## What is asked
Omit every picture while repeating the entries exactly.

----

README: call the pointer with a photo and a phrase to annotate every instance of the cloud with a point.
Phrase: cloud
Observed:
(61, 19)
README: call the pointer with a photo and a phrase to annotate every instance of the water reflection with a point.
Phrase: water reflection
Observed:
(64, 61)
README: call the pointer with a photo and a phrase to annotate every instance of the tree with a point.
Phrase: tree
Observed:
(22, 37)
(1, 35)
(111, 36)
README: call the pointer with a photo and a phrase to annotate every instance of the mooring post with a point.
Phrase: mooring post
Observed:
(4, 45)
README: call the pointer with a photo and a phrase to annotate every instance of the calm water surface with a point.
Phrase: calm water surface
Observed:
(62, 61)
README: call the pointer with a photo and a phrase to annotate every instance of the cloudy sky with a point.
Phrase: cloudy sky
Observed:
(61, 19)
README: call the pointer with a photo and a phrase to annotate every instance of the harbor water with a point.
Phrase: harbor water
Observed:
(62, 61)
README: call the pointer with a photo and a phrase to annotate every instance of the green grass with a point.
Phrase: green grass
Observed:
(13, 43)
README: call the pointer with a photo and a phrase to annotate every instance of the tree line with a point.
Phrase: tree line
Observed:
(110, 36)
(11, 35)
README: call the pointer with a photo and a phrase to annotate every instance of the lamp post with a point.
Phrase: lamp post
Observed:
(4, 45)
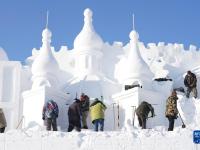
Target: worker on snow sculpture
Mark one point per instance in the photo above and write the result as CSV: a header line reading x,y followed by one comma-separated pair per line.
x,y
74,116
190,82
171,109
142,112
3,123
97,110
50,114
85,103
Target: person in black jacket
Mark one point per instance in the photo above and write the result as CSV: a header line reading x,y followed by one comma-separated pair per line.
x,y
85,104
190,82
74,116
142,112
50,114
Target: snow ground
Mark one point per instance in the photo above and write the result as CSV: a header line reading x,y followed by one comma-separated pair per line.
x,y
151,139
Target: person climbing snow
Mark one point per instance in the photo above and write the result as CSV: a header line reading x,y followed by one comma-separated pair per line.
x,y
171,109
190,82
142,112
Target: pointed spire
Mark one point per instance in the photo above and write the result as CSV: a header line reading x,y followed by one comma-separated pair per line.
x,y
88,39
46,34
88,20
47,21
133,22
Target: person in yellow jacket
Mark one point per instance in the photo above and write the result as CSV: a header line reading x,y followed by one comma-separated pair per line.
x,y
97,109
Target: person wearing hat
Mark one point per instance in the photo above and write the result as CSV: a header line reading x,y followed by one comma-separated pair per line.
x,y
74,116
97,109
85,104
171,109
3,123
190,82
142,112
50,114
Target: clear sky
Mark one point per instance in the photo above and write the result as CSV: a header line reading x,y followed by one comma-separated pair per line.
x,y
169,21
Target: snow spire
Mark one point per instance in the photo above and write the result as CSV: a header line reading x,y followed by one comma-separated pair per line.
x,y
88,39
136,69
45,67
133,22
47,21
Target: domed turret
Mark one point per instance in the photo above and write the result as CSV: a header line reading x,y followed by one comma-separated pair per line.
x,y
136,69
45,68
88,39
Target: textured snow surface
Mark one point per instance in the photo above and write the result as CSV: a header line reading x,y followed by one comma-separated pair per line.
x,y
34,137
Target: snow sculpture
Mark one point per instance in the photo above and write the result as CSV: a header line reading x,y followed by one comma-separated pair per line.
x,y
45,86
135,69
10,91
3,55
45,68
87,47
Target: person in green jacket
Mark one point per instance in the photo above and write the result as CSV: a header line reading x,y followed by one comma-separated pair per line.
x,y
97,109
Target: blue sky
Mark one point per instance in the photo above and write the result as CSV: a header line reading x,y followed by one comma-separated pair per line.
x,y
170,21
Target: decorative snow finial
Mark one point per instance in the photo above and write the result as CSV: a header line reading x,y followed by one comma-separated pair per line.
x,y
134,36
133,22
46,34
88,15
47,21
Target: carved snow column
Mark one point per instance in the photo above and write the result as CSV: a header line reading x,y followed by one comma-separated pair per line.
x,y
45,86
10,89
136,71
87,47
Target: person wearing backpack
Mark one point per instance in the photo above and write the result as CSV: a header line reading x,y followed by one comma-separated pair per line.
x,y
50,115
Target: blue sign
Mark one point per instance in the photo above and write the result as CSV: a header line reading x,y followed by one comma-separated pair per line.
x,y
196,136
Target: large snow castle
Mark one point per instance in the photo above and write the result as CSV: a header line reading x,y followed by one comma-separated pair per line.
x,y
96,68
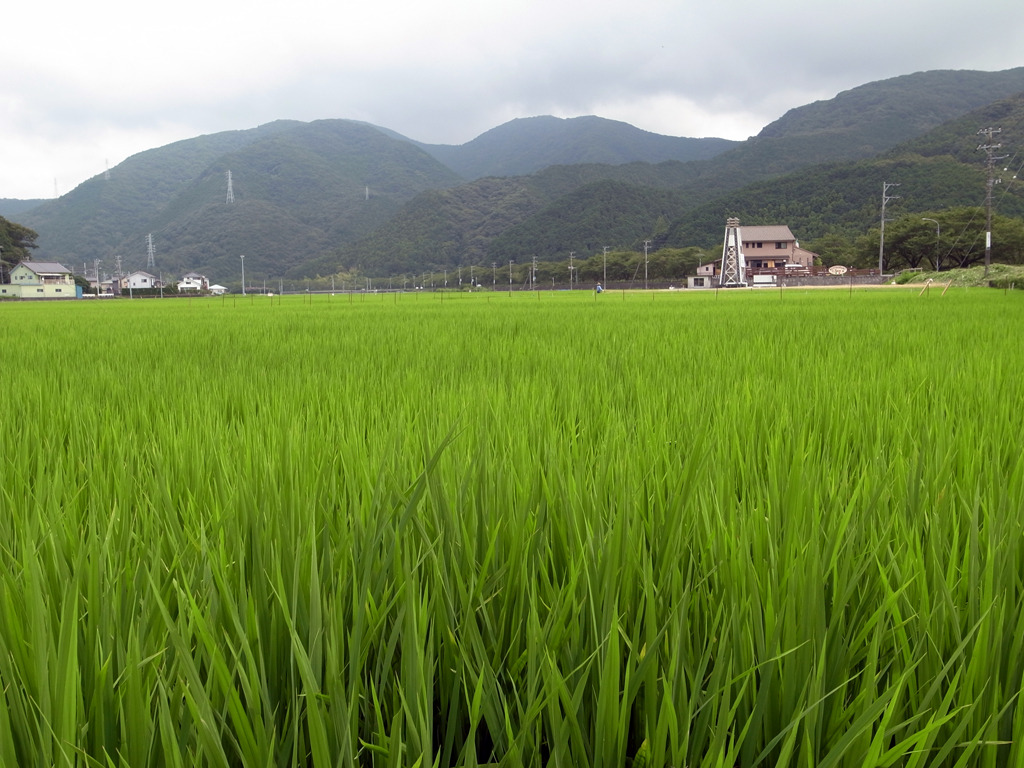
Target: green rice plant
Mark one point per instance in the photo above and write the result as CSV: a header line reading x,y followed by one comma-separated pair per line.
x,y
638,529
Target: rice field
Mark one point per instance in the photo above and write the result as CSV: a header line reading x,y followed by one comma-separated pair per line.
x,y
747,528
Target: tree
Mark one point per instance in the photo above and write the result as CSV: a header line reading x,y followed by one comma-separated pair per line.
x,y
948,239
15,242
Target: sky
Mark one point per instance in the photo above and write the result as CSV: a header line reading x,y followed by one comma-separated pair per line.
x,y
83,86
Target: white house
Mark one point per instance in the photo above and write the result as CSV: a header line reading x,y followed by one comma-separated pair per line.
x,y
138,281
194,282
40,280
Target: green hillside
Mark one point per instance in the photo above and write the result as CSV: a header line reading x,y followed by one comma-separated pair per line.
x,y
299,188
341,196
940,169
865,122
527,144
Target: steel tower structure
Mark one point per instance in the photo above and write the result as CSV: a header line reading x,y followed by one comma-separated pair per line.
x,y
733,272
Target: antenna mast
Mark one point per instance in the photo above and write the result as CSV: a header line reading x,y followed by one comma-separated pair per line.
x,y
733,272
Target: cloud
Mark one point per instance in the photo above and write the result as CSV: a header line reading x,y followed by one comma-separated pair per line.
x,y
117,77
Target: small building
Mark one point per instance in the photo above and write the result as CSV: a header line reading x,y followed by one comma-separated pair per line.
x,y
194,282
139,281
40,280
773,247
767,252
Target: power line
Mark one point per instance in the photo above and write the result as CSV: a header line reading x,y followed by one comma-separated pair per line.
x,y
990,158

----

## Finished exercise
README: call the pointer with a photo and a phrase to annotate every instance of the cloud with a point.
Phrase: cloud
Observed:
(61, 19)
README: call the pointer with a photo and a phrase to annotate every instance of the water reflection with a point.
Phrase: water reflection
Observed:
(64, 61)
README: call the pointer with a photo and a phrase to annotate every instance of the tree with a point.
Phrase: tree
Observed:
(22, 37)
(1, 35)
(111, 36)
README: call the pointer with a photo and a phrase to annotate every instance of the mooring post with a point.
Phrase: mooring post
Observed:
(4, 45)
README: call the pointer with a photo and a phrase to annotate every instance of the calm water surface with a point.
Phrase: calm water surface
Observed:
(62, 61)
README: call the pointer with a photo and a phrase to annotate every instance of the cloudy sky with a point.
Phrase: cloudy sky
Observed:
(61, 19)
README: call the pointer with a photo and a phrase to annotate every instance of the harbor water with a point.
Phrase: harbor water
Observed:
(62, 61)
README: call the pointer with a photo and a phrase to annotate every instance of the green grass with a point.
Phrase: green grass
Observed:
(13, 43)
README: call the pointer with a photo and a phrase to annotate every instance of the tree line with a point.
Phrase: tree line
Observed:
(110, 36)
(11, 35)
README: call the pointer with a photo and a phrase to annotate every instance of the lamp post with a point.
Phrase: lamp post
Observed:
(4, 45)
Target: worker on snow sculpture
Mark one point per instance in the photo above and write the result as CSV: a header line reading x,y followed by one comma-separated pair per line.
x,y
74,116
190,82
171,109
142,112
3,123
97,110
50,114
85,103
Target: person in black jacket
Mark one point per instance in the photo above and write the result as CSV: a header line reading x,y followed by one comma-separated pair per line.
x,y
85,104
190,82
74,116
142,112
50,114
Target: snow ground
Mark one point per instance in the photo above and write the result as CSV: a header line reading x,y followed by one comma-separated pair per line.
x,y
151,139
Target: person climbing snow
Mark one point per instance in the photo above and write the result as CSV: a header line reading x,y followed by one comma-separated pair per line.
x,y
171,109
190,82
142,112
Target: pointed spire
Mark one point per instance in the photo above and write the result as CSV: a header line reading x,y followed by one comma-separated pair per line.
x,y
88,39
46,34
88,20
47,21
133,22
Target: person in yellow jacket
Mark one point per instance in the photo above and write the result as CSV: a header line reading x,y followed by one comma-separated pair per line.
x,y
97,109
Target: person wearing hat
Mark one point per instance in the photo above and write the result as CSV: a header line reading x,y followed by one comma-separated pair per line.
x,y
74,116
97,109
85,104
171,109
3,123
190,82
142,112
50,114
Target: clear sky
Mark one point per instance in the photo above and write the result as CSV: a header line reading x,y followed by one comma-separated pair per line.
x,y
169,21
Target: snow spire
Mark one point per instance in the photo above and write the result as CSV: a header line reading x,y followed by one comma-separated pair per line.
x,y
88,39
136,69
45,67
133,22
47,21
Target: domed turret
Mark one point per instance in the photo above and write the result as CSV: a header line reading x,y followed by one comma-separated pair per line.
x,y
136,69
45,68
88,39
Target: textured snow surface
Mark one point per instance in the photo above and write the result as CSV: a header line reading x,y followed by one comma-separated pair per line.
x,y
34,137
Target: snow sculpture
Mark one point per instance in the photo above and write the result as CSV: a header line reading x,y followed by one comma-separated pair per line.
x,y
45,86
135,69
10,91
3,55
45,68
87,47
Target: person in green jacket
Mark one point per instance in the photo above and write the result as CSV: a header line reading x,y followed by one comma-separated pair per line.
x,y
97,109
Target: blue sky
Mark one point per instance in the photo above and write the result as CSV: a header line reading x,y followed by one comma-separated pair per line.
x,y
170,21
Target: decorative snow finial
Mark one point per instance in the photo above and write the result as CSV: a header line reading x,y followed by one comma-separated pair per line.
x,y
134,36
133,22
46,34
88,15
47,21
Target: carved snow column
Mark one point per instance in the photo above and write the result as CSV: a header line reading x,y followed by one comma-separated pair per line.
x,y
45,86
10,89
136,71
87,47
Target: person wearing backpack
Mark one point per instance in the photo above and write the result as CSV: a header line reading x,y followed by one comma-separated pair per line.
x,y
50,115
Target: blue sign
Mark one point per instance in the photo above and write the result as CSV: a header line reading x,y followed by one comma-separated pair per line.
x,y
196,136
Target: large snow castle
Mark one point per instance in the photo above and write the result as CSV: a header line reading x,y followed by one comma-separated pair per line.
x,y
96,68
Target: green rice plant
Mark one point per instance in the photo above and write the result as CSV: a header line reading x,y followed by one comma-separated pair per line.
x,y
638,529
Target: rice field
Mark one point per instance in the photo above and write the result as CSV: a header line reading x,y followed by one comma-separated pair per line.
x,y
747,528
Target: tree
Mark one point per instance in the photo above and write the result as CSV: a header line reading x,y followed by one comma-separated pair per line.
x,y
948,239
15,242
Target: sky
Mark one point per instance in the photo above and write the result as CSV: a header line reading x,y followed by one comma-separated pair per line.
x,y
83,86
Target: white house
Mark one point per instance in the photo above and write the result as CSV: a header line reading x,y followed by one comma-separated pair per line.
x,y
138,281
194,282
40,280
Target: green hillside
Mark one point per instance in the photo above and write the result as CSV: a header line reading x,y followed by one comma-separated pair per line.
x,y
299,188
341,196
940,169
865,122
527,144
Target: steel tower structure
Mark one point per instance in the photo above and write the result as CSV: a header line reading x,y followed by one comma-separated pair per line.
x,y
733,272
Target: antenna mast
Mark one point per instance in the photo above and write the result as CSV: a header line reading x,y followed by one comma-separated pair per line.
x,y
733,272
Target: cloud
Mark one point per instance in the photo above and write the result as CSV: a header line reading x,y followed by one comma-separated pair per line.
x,y
117,77
Target: small building
Mark one point per instance in the photo above and write the result as CSV: a header line reading x,y followed by one comma-separated pair per line.
x,y
194,282
139,281
40,280
773,247
767,252
Target: power line
Mark one point per instance in the photo above and write the result as CSV: a header line reading x,y followed by one comma-separated pair per line.
x,y
990,158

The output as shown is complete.